Der Textauszug:
• • • • • • •

Die Verachtung der Massen: Versuch über Kulturkämpfe in der modernen Gesellschaft (edition suhrkamp)

Peter Sloterdijk

Taschenbuch
Ausgabe vom 27. März 2000
Verkaufsrang: 50011 (je kleiner desto beliebter)
EAN/ISBN: 9783518065976
ASIN: 3518065971 (Amazon-Bestellnummer)
Die Verachtung der Massen: Versuch über Kulturkämpfe in der modernen Gesellschaft (edition suhrkamp) - Peter Sloterdijk
Eine gernzitierte Parole von Marx umspielend, schreibt Peter Sloterdijk in seinem Essay: "Die Philosophen haben den Gesellschaften nur verschieden geschmeichelt; es kommt darauf an, sie zu provozieren". Seine Provokation sieht er darin, die Kulturkämpfe in modernen Gesellschaften nicht als religiösen oder sozialen Konflikt zu deuten. Vielmehr liegt dem neuzeitlichen Konfliktgeschehen die tieferliegende, von der "Schmeichelsoziologie" verschleierte Problematik zugrunde, wie Unterschiede zwischen Menschen zu deuten und zu legitimieren sind.

• • • • • • •

Die Einträge:

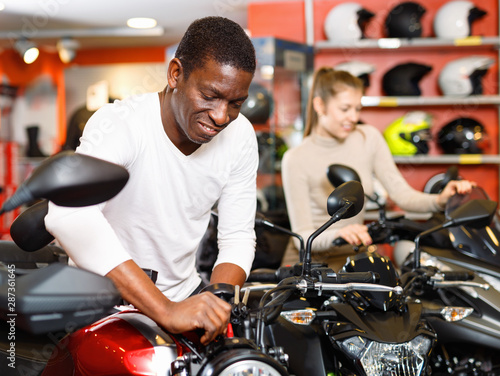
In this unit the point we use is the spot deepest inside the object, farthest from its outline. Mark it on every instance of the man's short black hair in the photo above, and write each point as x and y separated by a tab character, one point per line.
216	38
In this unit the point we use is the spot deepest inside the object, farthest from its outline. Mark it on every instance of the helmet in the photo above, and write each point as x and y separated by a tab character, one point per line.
359	69
408	135
454	19
258	105
271	149
346	22
403	79
462	77
463	136
403	21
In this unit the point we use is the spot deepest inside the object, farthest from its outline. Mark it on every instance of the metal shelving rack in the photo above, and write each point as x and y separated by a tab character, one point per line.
415	43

• • • • • • •

Deine Aufgaben:
(A) Schreib alle Einträge Zeile für Zeile genau so ab, wie sie dastehen, und lass dabei die Bilder weg.
(B) Führ den Text zum Buch „Die Verachtung der Massen“ weiter, und zwar im Anschluss an seinen letzten Satz.

Die Antworten:
(A)
In this unit the point we use is the spot deepest inside the object, farthest from its outline. Mark it on every instance of the man's short black hair in the photo above, and write each point as x and y separated by a tab character, one point per line.
216	38
In this unit the point we use is the spot deepest inside the object, farthest from its outline. Mark it on every instance of the helmet in the photo above, and write each point as x and y separated by a tab character, one point per line.
359	69
408	135
454	19
258	105
271	149
346	22
403	79
462	77
463	136
403	21
In this unit the point we use is the spot deepest inside the object, farthest from its outline. Mark it on every instance of the metal shelving rack in the photo above, and write each point as x and y separated by a tab character, one point per line.
415	43

(B)
Herkömmlichen Sozialphilosophien sei es noch nicht einmal gelungen, diese Frage zu formulieren: Wie auf egalitaristischen Prämissen fundierte Gesellschaften Differenzen integrieren können, nachdem im Verlauf ihrer Geschichte alle gefundenen zu gemachten Unterschieden umgewertet und damit eingeebnet wurden. Ist das wirklich ein Problem der modernen Gesellschaft oder nicht vielmehr die Dauerobsession konservativer Kulturkritiker?
Die Provokation erweist sich jedenfalls als pointenlos. Denn im letzten Abschnitt legt der Autor ohne den für ihn typischen Stilisierungswillen offen, was ihn wirklich umtreibt: Die bildungsbürgerliche Sorge über die moderne Vermassung. Sein Essay fällt daher letztlich dem Paradox aller konservativen Kulturkritik zum Opfer. Wie der empörte Studienrat, der Eliten fordert und doch selbst, griffen die von ihm herbeigeschwatzten Selektionsmechanismen, gnadenlos ausrangiert würde, so sind Kulturkritiker nur selten die Ausnahme, für die sie sich halten. Auch wenn Sloterdijk vorgibt, "durch Maßnehmen am Bewundernswerten nicht ganz die Höhe zu verlieren", sind ihm die Maßstäbe nüchterner Selbsteinschätzung längst abhanden gekommen. Er wiederholt das Elend einer Kulturkritik, die nur selten mehr als die nichtigen Produkte jener Einheitskultur hervorbringt, über die sie sich erhaben dünkt.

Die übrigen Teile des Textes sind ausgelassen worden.